TASK => Transcribe precisely those lines of the listing that fall between the line containing "Expected output: one marker per instance of the driveway, giving" and the last line, inclusive of both.

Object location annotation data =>

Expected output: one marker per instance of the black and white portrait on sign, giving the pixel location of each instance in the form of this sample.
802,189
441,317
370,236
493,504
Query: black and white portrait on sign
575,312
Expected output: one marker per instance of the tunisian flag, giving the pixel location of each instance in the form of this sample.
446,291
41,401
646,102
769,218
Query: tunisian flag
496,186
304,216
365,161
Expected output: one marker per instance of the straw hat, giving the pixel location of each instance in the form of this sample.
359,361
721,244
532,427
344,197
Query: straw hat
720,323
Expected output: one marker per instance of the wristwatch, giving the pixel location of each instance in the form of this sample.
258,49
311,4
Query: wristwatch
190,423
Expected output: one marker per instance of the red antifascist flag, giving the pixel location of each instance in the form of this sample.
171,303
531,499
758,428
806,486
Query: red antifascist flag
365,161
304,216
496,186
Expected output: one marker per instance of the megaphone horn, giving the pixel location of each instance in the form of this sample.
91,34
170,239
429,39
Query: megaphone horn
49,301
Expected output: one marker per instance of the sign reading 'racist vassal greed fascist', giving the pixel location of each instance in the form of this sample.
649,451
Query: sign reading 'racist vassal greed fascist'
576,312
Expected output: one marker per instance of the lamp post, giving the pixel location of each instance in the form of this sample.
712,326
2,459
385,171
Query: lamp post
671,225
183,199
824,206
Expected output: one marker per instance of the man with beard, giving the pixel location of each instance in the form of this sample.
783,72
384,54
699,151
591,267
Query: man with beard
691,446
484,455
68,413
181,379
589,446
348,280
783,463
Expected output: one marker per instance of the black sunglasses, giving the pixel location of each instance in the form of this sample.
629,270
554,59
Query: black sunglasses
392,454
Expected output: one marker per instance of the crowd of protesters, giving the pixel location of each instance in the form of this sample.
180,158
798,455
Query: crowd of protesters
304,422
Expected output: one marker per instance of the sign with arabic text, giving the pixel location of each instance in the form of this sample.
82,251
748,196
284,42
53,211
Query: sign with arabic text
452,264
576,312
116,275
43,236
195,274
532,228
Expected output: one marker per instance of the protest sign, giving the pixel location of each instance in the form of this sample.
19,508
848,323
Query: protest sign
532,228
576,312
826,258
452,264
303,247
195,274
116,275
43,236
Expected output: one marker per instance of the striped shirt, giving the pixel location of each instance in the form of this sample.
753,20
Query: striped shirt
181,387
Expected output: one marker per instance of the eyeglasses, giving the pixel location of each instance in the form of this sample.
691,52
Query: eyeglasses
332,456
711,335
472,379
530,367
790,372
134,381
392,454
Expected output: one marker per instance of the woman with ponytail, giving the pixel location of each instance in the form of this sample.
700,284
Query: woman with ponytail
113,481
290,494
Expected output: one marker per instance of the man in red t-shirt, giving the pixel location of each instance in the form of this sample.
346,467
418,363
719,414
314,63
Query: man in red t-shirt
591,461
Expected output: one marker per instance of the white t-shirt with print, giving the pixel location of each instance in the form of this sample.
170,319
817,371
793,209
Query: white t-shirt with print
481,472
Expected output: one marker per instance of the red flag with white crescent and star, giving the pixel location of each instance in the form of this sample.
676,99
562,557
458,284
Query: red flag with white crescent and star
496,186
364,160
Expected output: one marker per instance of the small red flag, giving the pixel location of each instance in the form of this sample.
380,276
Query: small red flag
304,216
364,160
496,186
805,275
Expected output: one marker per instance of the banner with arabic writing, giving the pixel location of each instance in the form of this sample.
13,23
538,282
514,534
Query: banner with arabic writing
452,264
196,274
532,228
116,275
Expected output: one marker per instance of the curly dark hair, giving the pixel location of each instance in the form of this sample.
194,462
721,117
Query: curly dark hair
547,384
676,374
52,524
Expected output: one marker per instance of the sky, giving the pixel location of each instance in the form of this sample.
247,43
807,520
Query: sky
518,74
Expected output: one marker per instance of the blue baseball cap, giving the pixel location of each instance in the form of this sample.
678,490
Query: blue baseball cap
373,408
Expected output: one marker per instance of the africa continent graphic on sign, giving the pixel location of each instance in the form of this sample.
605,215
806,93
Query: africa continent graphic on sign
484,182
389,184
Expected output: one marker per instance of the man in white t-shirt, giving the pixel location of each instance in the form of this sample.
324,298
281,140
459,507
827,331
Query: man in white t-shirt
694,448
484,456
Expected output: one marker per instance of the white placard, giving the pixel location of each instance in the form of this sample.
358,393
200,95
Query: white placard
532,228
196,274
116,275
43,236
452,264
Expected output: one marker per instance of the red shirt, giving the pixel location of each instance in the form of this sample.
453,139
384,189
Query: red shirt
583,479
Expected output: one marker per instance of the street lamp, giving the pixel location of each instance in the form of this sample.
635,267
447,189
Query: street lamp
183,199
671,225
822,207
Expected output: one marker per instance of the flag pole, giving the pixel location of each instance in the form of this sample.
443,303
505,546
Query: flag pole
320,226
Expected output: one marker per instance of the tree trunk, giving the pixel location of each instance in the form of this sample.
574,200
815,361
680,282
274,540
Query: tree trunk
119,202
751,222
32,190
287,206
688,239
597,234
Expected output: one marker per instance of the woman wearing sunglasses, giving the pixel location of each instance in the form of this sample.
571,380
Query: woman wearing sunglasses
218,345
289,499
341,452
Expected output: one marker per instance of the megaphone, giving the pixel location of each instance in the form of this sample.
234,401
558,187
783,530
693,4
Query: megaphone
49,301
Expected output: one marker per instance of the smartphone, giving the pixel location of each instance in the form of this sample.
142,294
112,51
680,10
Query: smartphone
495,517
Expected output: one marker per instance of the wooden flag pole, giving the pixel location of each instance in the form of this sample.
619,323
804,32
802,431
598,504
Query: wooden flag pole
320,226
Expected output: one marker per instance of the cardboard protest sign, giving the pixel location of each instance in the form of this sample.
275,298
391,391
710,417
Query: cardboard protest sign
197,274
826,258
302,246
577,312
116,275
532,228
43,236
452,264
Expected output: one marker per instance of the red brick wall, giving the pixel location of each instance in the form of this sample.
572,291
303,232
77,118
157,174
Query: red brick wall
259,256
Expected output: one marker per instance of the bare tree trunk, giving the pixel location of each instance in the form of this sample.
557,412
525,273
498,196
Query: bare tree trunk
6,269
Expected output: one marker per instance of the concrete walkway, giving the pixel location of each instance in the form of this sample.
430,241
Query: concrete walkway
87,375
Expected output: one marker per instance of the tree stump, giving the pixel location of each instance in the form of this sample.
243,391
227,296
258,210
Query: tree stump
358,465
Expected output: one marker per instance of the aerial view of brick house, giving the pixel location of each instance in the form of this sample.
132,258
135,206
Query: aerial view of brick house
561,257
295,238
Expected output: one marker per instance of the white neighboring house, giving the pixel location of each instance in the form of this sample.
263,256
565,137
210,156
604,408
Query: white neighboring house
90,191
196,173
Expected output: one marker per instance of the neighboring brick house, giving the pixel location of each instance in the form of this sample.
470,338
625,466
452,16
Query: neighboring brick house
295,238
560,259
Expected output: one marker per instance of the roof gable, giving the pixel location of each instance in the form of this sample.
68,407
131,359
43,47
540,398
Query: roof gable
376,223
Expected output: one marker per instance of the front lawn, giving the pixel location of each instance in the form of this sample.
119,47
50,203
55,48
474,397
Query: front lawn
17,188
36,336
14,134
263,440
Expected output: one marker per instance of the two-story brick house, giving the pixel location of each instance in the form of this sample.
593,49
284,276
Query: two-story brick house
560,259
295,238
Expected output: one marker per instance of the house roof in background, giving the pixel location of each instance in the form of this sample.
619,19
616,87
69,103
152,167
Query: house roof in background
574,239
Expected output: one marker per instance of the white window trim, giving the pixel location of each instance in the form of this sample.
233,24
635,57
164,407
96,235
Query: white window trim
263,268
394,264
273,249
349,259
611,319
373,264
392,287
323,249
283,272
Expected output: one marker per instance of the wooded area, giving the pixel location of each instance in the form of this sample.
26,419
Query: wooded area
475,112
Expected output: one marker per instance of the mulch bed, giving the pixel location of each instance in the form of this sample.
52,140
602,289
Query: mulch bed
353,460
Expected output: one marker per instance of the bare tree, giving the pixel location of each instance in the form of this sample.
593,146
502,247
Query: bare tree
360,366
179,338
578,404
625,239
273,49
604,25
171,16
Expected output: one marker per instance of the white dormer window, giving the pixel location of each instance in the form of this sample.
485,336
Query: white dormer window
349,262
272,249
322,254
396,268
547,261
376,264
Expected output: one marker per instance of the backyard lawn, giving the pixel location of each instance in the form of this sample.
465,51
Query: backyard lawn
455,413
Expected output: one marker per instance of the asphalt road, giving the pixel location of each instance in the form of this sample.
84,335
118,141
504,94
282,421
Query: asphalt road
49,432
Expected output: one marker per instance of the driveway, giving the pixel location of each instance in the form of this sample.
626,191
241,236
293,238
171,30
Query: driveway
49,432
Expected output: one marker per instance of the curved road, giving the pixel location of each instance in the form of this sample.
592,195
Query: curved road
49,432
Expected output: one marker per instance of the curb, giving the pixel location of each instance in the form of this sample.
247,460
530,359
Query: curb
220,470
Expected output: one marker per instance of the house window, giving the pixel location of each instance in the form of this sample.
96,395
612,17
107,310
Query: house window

EXERCISE SOLUTION =>
Expected output: one marker per instance of the driveway, giving the pixel location of each instance in the form of this sample.
626,191
241,236
293,238
171,30
Query: driveway
49,432
Expected output: one marker per instance of the curved road, giving the pixel location of each instance in the form of this sample.
592,195
Query: curved road
49,432
Expected output: one marker per instance of the curb, giving the pixel location of each instance in the form of this sample.
247,460
530,359
Query: curb
220,470
Expected output: one marker per instance of the house window, giving the pixel location of each instance in the form of this sample.
96,395
612,17
107,310
Query: house window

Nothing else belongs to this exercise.